Microsoft is rolling out Microsoft 365 Copilot product to employees as it tries to get more developers to use AI, according to an internal message viewed by Business Insider.
The message, sent last week in former Azure boss Jason Zander’s Strategic Missions and Technologies organization, states Microsoft has been running pilot tests to increase AI usage among its developer community and was planning the “broad release” Microsoft 365 to its team for the first time.
The organization also had a recent “hackathon” to get employees up to speed about the latest technique in deploying AI, according to the message. The company is nearly done rolling out the product across its workforce, Microsoft spokesperson Frank Shaw said.
Copilot is Microsoft’s generative AI assistant, built through a partnership with OpenAI. Microsoft 365 Copilot is the version of the assistant within the company’s suite of business applications like Word, Outlook, and Teams, and uses generative AI to analyze data from users’ calendars, emails, chats, documents, and meetings.
The hype around generative AI propelled Microsoft to a $3 trillion valuation, surpassing Apple as the world’s most valuable public company in January. Still, how quickly customers will adopt tools like Microsoft 365 Copilot remains to be seen.
The company made Microsoft 365 Copilot generally available last November with a pretty steep price of $30 per user a month, in addition to the cost of a Microsoft 365 subscription.
In Microsoft’s latest earnings call, Chief Financial Officer Amy Hood provided a vague update, saying the company was excited by early adoption of Microsoft 365 Copilot and expects revenue to grow.

• Exercise requirements:
1. Answer these questions using the article on Microsoft 365 Copilot:
(a) In which organization was the internal message sent?
(b) What monthly price per user did Microsoft set for Microsoft 365 Copilot?
(c) Which company did Microsoft surpass as the world's most valuable public company in January?
2. From the article on Microsoft 365 Copilot, quote the part that opens with the words containing "The hype around" and closes with "to be seen.".

• Excerpted data:
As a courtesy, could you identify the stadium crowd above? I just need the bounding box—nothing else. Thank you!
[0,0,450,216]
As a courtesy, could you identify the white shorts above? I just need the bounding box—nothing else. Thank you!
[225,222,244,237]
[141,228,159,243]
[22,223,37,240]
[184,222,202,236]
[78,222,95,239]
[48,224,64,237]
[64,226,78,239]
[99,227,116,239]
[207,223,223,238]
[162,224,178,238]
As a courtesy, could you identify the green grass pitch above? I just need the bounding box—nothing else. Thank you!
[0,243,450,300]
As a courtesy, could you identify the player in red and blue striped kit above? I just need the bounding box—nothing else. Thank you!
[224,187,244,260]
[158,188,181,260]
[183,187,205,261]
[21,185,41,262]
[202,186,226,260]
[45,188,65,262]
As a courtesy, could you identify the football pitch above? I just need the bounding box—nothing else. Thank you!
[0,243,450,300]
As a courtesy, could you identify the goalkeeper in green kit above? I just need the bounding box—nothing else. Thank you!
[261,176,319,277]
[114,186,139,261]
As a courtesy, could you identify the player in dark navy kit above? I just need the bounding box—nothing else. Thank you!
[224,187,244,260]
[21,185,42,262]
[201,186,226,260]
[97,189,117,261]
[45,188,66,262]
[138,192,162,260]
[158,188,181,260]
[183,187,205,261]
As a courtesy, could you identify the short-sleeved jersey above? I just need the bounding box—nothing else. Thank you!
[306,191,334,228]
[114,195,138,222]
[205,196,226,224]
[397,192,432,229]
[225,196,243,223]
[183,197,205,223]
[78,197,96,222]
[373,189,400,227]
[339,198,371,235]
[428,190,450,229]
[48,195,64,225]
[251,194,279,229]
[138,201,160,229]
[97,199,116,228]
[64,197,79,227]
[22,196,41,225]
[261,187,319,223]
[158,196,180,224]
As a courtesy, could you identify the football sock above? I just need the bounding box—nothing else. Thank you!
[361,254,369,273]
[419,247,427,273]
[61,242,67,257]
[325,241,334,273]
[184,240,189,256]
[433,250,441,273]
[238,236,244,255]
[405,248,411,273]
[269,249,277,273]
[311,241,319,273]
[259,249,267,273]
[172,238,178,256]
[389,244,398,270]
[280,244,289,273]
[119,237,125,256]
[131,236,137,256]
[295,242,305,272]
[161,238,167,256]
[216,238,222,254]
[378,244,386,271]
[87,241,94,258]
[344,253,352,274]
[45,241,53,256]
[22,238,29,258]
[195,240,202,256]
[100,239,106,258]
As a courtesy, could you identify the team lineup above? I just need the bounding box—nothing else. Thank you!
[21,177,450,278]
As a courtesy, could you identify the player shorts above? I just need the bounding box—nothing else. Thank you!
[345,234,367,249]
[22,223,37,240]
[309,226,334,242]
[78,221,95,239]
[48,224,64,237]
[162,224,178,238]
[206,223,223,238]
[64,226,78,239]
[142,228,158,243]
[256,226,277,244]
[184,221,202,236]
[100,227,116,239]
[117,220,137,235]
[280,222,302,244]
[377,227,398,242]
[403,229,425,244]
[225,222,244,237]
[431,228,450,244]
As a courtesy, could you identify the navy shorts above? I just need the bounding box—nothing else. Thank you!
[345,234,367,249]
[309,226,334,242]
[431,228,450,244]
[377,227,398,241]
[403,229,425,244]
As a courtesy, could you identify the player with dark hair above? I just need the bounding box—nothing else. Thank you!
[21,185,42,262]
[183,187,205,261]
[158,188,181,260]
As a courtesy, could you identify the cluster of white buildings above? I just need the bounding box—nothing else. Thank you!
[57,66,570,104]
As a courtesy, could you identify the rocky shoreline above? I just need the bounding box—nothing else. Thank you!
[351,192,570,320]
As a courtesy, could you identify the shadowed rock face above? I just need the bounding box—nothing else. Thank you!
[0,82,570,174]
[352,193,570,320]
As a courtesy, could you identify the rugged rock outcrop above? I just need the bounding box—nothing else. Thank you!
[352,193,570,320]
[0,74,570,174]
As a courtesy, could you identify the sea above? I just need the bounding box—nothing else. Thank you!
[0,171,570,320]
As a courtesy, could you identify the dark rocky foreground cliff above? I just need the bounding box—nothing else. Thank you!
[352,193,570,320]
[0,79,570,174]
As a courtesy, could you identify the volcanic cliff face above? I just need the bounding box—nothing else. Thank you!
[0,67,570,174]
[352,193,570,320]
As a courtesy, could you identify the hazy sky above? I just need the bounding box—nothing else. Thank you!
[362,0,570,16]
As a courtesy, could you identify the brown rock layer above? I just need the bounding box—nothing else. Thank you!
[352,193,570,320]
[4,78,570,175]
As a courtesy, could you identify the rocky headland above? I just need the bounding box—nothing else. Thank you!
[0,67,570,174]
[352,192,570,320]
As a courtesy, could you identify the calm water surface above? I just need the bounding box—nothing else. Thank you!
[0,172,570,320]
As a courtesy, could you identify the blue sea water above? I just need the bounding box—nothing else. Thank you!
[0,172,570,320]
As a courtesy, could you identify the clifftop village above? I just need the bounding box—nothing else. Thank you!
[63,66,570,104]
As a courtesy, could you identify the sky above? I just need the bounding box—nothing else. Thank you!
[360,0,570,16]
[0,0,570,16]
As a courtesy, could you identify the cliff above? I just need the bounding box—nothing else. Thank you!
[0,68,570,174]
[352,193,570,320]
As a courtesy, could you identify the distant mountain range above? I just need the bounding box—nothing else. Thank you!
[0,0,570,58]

• List of solutions:
1.
(a) Jason Zander's Strategic Missions and Technologies organization.
(b) $30 per user a month, in addition to the cost of a Microsoft 365 subscription.
(c) Apple.

2.
The hype around generative AI propelled Microsoft to a $3 trillion valuation, surpassing Apple as the world’s most valuable public company in January. Still, how quickly customers will adopt tools like Microsoft 365 Copilot remains to be seen.